* **Source information**:
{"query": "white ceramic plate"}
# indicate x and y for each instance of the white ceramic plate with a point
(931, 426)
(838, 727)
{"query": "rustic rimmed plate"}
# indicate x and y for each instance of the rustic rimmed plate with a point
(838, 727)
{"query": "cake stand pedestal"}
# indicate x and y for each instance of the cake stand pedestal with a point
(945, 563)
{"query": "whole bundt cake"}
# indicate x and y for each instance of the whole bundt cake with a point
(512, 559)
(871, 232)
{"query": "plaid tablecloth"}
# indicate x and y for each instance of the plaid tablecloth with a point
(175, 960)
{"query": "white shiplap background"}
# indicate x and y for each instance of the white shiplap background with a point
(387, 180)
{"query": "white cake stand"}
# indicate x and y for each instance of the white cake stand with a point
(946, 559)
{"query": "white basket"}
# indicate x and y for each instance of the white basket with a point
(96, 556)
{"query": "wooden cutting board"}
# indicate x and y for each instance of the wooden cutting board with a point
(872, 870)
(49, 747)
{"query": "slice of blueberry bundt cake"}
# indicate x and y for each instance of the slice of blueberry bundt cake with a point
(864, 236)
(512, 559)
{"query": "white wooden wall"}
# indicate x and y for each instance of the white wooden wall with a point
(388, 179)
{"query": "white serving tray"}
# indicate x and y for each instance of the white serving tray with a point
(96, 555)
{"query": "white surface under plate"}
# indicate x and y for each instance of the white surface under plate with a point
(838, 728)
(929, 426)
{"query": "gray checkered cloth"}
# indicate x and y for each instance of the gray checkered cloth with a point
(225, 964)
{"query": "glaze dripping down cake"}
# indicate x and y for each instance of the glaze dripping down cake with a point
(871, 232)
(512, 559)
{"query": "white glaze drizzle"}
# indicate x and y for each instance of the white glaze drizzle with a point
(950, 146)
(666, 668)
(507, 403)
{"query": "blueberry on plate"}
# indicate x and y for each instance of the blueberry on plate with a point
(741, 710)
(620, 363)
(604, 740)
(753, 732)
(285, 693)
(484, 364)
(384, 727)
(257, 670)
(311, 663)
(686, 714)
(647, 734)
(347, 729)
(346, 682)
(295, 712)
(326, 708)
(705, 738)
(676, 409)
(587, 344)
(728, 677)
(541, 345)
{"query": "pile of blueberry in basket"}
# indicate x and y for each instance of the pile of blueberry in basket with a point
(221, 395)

---

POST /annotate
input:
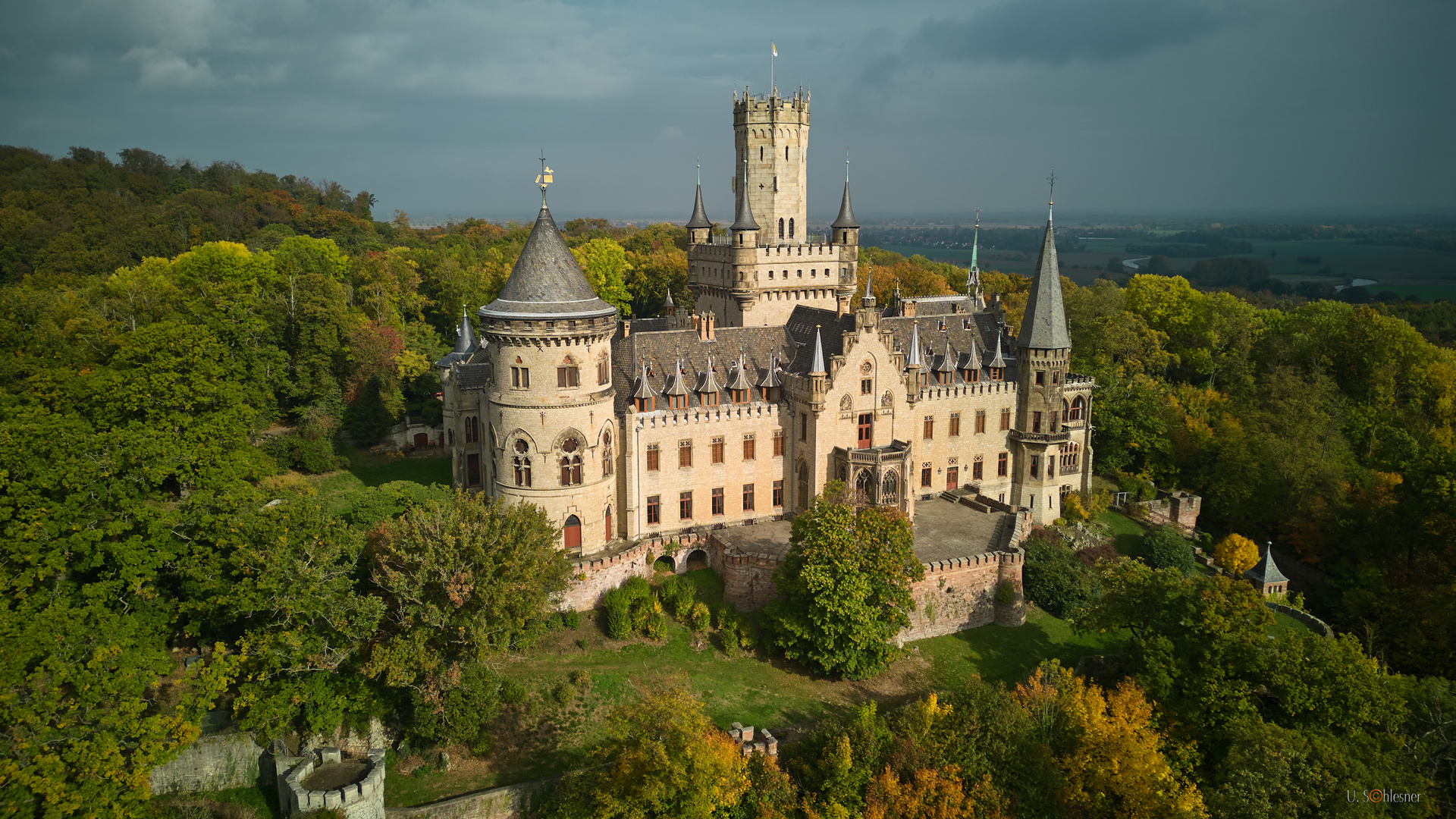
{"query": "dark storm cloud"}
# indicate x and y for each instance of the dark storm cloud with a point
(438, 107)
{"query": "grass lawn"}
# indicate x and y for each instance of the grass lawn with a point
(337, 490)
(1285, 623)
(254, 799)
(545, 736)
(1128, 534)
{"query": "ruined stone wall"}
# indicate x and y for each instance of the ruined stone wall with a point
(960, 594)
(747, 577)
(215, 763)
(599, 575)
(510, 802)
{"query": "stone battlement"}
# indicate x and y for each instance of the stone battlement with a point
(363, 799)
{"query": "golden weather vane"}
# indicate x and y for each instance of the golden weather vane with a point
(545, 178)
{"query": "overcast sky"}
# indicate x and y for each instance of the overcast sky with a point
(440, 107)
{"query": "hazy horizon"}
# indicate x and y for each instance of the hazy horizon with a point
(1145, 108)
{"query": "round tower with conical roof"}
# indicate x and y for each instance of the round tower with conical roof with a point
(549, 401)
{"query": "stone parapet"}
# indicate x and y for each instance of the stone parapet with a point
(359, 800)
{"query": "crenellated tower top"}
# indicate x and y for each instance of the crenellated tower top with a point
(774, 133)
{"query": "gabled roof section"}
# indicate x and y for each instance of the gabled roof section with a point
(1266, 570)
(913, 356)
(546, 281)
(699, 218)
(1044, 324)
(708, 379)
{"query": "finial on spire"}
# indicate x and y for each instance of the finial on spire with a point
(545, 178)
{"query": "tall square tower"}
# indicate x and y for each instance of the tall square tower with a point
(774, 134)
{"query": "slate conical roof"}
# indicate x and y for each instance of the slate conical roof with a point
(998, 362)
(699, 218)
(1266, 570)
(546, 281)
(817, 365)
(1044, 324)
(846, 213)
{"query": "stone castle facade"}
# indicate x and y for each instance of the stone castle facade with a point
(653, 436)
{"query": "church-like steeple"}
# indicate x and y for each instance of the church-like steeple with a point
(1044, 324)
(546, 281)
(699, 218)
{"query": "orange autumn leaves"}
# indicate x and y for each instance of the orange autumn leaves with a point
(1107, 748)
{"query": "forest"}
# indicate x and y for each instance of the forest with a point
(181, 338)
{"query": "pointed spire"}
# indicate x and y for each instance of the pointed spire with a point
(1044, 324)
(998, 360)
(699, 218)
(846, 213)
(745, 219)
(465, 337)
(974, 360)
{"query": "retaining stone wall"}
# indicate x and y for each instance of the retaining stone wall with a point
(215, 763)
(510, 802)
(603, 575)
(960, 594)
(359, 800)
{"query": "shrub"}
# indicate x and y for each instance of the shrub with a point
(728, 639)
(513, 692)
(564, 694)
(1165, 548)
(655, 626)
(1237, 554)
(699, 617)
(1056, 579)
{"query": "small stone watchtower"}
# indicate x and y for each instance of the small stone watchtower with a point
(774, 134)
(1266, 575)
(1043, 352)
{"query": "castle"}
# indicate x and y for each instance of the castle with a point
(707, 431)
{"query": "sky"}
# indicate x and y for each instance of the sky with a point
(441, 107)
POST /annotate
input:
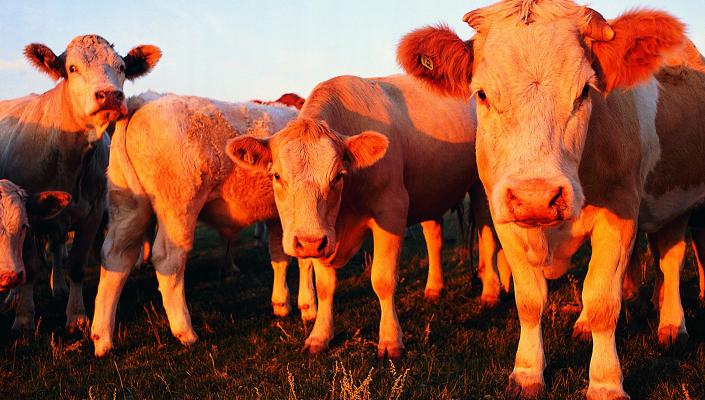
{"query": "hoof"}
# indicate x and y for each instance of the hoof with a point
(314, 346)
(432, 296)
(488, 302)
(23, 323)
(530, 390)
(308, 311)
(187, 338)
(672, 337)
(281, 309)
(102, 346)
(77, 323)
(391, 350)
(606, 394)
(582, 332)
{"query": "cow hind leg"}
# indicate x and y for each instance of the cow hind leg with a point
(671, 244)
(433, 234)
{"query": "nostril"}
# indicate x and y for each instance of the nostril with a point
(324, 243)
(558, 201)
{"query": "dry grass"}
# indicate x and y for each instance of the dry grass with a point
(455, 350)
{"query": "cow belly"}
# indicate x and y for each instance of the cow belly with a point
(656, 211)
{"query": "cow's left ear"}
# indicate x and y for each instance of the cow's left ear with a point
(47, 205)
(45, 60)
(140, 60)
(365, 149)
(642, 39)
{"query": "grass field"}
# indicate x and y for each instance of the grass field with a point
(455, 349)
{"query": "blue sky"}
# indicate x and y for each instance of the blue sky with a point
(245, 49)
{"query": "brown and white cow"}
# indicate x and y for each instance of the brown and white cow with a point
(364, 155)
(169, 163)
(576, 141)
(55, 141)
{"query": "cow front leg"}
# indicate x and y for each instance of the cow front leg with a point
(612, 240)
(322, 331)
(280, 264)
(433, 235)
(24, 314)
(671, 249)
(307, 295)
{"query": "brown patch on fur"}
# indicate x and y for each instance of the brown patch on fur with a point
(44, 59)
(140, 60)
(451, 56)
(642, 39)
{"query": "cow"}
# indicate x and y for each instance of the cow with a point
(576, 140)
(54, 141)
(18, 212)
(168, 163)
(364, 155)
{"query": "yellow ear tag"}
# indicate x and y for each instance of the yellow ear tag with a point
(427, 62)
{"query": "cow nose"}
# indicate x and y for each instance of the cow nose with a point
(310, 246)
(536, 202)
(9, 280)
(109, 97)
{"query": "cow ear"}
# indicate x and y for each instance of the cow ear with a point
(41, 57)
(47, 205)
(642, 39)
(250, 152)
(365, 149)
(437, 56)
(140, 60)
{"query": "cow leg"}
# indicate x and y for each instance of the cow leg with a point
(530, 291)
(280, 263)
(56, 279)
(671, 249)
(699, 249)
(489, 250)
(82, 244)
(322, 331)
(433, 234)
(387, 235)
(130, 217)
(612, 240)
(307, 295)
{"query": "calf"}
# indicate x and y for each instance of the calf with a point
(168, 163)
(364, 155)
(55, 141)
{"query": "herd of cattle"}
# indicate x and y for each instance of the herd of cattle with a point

==

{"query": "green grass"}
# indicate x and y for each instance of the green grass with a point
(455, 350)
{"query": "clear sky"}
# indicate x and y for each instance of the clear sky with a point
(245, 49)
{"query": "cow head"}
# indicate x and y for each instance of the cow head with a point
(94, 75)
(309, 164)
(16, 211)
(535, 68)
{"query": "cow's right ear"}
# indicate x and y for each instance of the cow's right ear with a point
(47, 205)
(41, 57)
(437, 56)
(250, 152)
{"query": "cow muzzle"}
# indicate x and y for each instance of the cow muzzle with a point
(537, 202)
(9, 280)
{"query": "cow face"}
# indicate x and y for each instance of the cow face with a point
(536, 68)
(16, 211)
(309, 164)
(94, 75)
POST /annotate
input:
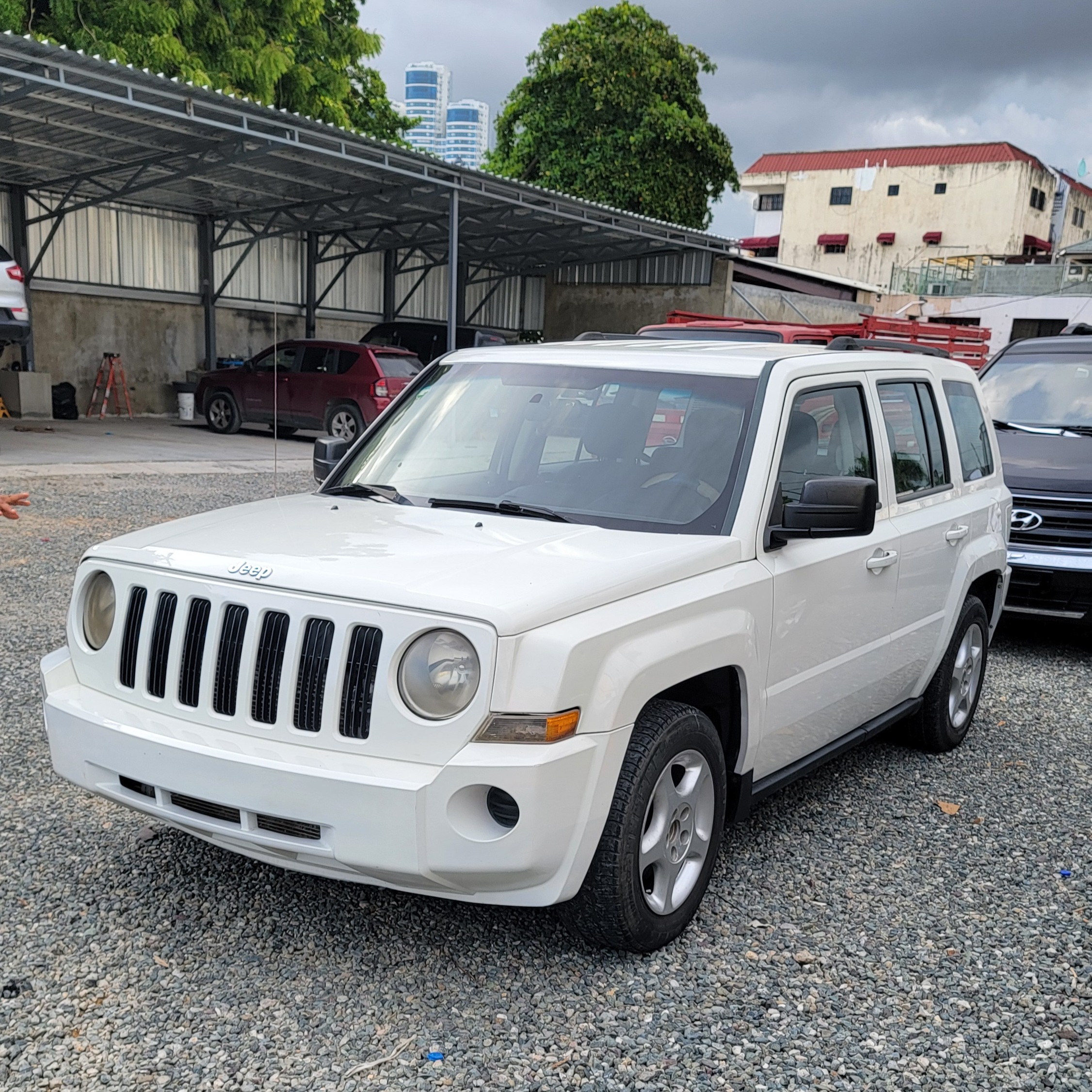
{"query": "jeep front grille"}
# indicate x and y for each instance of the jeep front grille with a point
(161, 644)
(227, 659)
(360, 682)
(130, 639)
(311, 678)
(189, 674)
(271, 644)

* **Exercise directions**: Reproduce, exactly as they stand in the data above, the lines from the one that holds "cow ear with a point" to the one that holds "# indicate x and y for each instance of the herd", inclusive.

* **Your solution**:
# indicate x and y for each instance of the cow ear with a point
(41, 57)
(47, 205)
(642, 39)
(250, 152)
(365, 149)
(437, 56)
(140, 60)
{"query": "cow leg"}
# indicate x and y for each instance of the cow leg with a point
(530, 291)
(280, 263)
(56, 279)
(671, 249)
(699, 249)
(489, 250)
(82, 244)
(322, 331)
(433, 234)
(387, 235)
(130, 217)
(612, 240)
(307, 295)
{"query": "calf"}
# indicate x and y for each instance of the calf with a point
(168, 163)
(364, 155)
(55, 141)
{"query": "herd of cattle"}
# indicate x and y for each instance of the herd of cattle with a point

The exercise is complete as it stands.